* [İş Emri 1]: Prostat kanseri aşısıyla ilgili metne göre bir kişiye uygulanan aşı tedavisinin maliyeti ne kadardır?
* [İş Emri 2]: Prostat kanseri aşısıyla ilgili metinde "Metastatik prostat kanseri" ile "merkezde yaptırılması gerekiyor." arasındaki bölümü, bu ifadeler de dahil olmak üzere, "üçer ay" yerine "ikişer ay" koyarak yeniden yazın.
* [İş Emri 3]: Prostat kanseri aşısıyla ilgili metne göre Erman, hastalığın en sık ABD ve İskandinav ülkelerinde görülmesini hangi nedenlere bağlıyor?

* [Okuma Metni]:

Metastatik prostat kanseri hastalarına uygulanabilen aşı,
hastaların ortalama yaşam süresini uzatıyor, sağ kalma oranını artırıyor. Şu an
sadece ABD'de uygulanabilen aşı yöntemi, genel sağlık durumu iyi, ağrısı
bulunmayan hastalara üçer ay arayla 3 doz yapılıyor. Bir kişi için uygulanan
aşı tedavisinin maliyeti, 90 bin doları buluyor. Aşı, Türkiye'de geri ödeme
kapsamında bulunmuyor. Sadece ABD'deki merkezde yaptırılması gerekiyor.
Hacettepe Üniversitesi (HÜ) Tıp Fakültesi Tıbbi Onkoloji
Uzmanı Doç. Dr. Mustafa Erman, prostat kanseri görülme sıklığının ülkeden
ülkeye değişiklik gösterdiğini söyledi. Hastalığın en sık ABD ve İskandinav
ülkelerinde görüldüğünü ifade eden Erman, "Bunda, hem yaşlı sayısının
yüksekliği hem de prostat kanserinin siyah ırkta daha çok görülüyor olması
etkili" diye konuştu.
Hastalığın Türkiye'de yaşlı oranının fazla olmadığından
henüz ilk sıralarda yer almadığını dile getiren Erman, hastalığın yavaş seyirli
olduğundan tanı koymakta sıkıntı yaşanabildiğini belirtti.
Erman, "Türkiye için büyük bir problem gibi değil ama
zaman içinde daha ciddi hale gelecek" diye konuştu. Prostat kanserinin
ABD'de erkeklerde görülen kanserler içinde ilk sırada yer aldığını ifade eden
Erman, bunun Türkiye'de 5-6'ıncı sırada yer aldığını söyledi.
Erman, erken tanı durumunda hastalığın cerrahi ile ortadan
kaldırılabildiğini, ameliyata uygun olmayan hastalara ise radyoterapi
uygulandığını anlattı. Tümörün, bir başka organa yayılması (metastaz) halinde
tüm vücudu kapsayan metotların uygulanması gerektiğinin altını çizen Erman,
şunları kaydetti: "Hastalık, metastatik bir hale geldiğinde sistemik
tedavilere başvurulmalı. Bunda da erkeklik hormonu testesteronun baskılanması
uygulanıyor. Bu, 1940'lardan bu yana biliniyor. Hormonlu terapiler uygulanıyor
ve 2000'li yıllardan itibaren metastatik prostatik kanserine kemoterapi de
veriliyor. 2000 yıllarda kullanılan bir ilaç vardı ama bu seçenekler
tükendiğinde ne yapacağımızı bilemiyorduk. Çünkü, hastalık uzun soluklu, tedavi
seçenekleri bitiyor. Geçmişte, mevcut tedaviler sadece hormonal tedavi ve
kemoterapi şeklindeydi. 2010 yılından itibaren önemli gelişmeler oldu.

* [Verilen Bilgiler]:
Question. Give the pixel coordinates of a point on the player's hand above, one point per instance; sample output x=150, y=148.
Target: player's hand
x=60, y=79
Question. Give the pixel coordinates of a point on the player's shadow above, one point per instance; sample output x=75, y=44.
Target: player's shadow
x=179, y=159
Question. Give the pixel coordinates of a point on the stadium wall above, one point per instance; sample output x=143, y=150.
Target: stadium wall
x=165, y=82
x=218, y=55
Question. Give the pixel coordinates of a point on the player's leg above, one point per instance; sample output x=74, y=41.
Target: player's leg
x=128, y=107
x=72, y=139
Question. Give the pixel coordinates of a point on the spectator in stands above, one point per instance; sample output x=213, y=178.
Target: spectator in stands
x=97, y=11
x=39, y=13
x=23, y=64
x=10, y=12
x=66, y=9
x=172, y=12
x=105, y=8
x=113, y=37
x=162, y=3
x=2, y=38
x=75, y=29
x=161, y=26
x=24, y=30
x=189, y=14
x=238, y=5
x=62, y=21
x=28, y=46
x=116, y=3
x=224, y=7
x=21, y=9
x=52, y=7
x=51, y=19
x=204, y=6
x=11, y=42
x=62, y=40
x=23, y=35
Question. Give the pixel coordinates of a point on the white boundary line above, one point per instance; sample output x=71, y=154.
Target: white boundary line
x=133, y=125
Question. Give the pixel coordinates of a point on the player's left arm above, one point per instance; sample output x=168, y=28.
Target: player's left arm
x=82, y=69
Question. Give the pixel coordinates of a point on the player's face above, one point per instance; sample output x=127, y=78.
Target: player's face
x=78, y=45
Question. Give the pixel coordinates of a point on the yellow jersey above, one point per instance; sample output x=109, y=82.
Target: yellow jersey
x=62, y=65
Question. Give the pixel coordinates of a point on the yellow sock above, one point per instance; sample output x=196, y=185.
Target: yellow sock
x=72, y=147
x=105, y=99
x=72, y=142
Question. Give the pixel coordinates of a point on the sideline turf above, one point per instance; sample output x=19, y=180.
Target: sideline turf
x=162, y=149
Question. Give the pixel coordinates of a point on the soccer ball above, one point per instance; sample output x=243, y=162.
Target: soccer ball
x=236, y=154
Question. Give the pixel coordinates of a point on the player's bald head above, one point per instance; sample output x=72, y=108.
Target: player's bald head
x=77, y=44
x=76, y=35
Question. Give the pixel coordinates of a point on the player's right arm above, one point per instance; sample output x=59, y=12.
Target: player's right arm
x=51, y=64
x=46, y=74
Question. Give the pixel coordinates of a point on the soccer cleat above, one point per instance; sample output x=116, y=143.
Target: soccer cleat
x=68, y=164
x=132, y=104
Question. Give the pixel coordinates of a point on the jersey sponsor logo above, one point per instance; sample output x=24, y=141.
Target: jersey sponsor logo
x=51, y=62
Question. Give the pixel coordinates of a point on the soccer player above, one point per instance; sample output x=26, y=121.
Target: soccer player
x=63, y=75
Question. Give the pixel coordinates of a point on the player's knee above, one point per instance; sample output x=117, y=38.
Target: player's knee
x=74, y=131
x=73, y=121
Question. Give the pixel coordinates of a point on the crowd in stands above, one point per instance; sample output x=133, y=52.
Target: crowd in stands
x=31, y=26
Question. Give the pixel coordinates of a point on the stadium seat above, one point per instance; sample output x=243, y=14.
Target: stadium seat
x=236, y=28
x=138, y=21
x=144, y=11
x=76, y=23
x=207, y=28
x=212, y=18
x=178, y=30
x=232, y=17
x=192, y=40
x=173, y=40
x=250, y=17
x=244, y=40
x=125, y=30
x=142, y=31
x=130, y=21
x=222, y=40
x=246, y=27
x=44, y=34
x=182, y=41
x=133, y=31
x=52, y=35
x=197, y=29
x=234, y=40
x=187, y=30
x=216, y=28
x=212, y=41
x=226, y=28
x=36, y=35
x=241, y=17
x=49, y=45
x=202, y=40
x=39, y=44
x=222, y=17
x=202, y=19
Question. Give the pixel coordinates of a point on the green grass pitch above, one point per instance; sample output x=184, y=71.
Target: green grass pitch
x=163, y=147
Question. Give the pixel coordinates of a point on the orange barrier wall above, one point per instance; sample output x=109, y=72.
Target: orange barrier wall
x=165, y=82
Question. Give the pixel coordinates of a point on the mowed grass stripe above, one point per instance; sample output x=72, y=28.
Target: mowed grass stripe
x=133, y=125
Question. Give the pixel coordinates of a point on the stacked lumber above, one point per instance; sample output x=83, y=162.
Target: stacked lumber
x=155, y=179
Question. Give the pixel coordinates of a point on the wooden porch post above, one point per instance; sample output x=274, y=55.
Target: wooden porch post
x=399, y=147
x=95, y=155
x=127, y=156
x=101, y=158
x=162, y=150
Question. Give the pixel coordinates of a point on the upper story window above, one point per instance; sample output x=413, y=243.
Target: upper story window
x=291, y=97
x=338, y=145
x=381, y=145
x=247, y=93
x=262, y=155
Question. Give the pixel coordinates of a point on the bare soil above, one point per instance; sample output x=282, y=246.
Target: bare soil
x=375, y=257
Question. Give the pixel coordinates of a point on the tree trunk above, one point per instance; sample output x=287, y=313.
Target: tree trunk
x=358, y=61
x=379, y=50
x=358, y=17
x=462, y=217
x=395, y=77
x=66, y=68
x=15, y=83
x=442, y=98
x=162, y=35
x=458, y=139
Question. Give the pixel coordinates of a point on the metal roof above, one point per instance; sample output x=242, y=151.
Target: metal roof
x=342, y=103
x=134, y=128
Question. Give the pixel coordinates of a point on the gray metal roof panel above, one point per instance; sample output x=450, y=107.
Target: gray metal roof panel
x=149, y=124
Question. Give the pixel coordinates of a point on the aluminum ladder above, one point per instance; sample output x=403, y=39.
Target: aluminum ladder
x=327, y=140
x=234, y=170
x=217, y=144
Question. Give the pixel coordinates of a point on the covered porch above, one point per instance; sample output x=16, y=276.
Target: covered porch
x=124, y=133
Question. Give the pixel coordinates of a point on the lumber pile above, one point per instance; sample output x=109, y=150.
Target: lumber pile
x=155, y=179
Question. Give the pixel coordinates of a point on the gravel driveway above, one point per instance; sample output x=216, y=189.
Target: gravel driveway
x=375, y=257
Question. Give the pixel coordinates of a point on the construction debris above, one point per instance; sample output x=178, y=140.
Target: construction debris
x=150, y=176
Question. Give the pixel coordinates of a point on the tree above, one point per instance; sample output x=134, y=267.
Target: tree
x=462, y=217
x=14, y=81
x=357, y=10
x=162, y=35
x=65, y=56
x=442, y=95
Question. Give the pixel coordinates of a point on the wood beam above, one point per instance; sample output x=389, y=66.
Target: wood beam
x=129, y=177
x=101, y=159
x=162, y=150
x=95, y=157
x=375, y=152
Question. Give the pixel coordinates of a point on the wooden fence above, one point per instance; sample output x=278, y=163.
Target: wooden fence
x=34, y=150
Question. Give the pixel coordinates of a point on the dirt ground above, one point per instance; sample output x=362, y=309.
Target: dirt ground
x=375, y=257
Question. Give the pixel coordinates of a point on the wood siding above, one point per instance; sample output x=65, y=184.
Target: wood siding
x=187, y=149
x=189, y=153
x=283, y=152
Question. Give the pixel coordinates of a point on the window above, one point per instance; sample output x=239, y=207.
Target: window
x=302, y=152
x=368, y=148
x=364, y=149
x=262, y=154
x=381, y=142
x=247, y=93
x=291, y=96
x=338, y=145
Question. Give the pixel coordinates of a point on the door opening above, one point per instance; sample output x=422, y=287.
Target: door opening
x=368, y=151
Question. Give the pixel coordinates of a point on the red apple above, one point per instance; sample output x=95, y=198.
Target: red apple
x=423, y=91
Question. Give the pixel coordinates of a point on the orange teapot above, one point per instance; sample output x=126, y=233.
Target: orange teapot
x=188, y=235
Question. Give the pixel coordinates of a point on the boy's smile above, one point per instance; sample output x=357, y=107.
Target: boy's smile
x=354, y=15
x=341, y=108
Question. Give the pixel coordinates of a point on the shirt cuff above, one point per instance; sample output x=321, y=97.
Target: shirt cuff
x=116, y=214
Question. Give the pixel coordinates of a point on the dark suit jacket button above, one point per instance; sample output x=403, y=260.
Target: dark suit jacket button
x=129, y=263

* [Nihai Cevap 1]: 90 bin dolar.

* [Nihai Cevap 2]:
Metastatik prostat kanseri hastalarına uygulanabilen aşı,
hastaların ortalama yaşam süresini uzatıyor, sağ kalma oranını artırıyor. Şu an
sadece ABD'de uygulanabilen aşı yöntemi, genel sağlık durumu iyi, ağrısı
bulunmayan hastalara ikişer ay arayla 3 doz yapılıyor. Bir kişi için uygulanan
aşı tedavisinin maliyeti, 90 bin doları buluyor. Aşı, Türkiye'de geri ödeme
kapsamında bulunmuyor. Sadece ABD'deki merkezde yaptırılması gerekiyor.

* [Nihai Cevap 3]: Erman bunu iki nedene bağlıyor. Bu ülkelerde yaşlı sayısı yüksektir ve prostat kanseri siyah ırkta daha çok görülmektedir.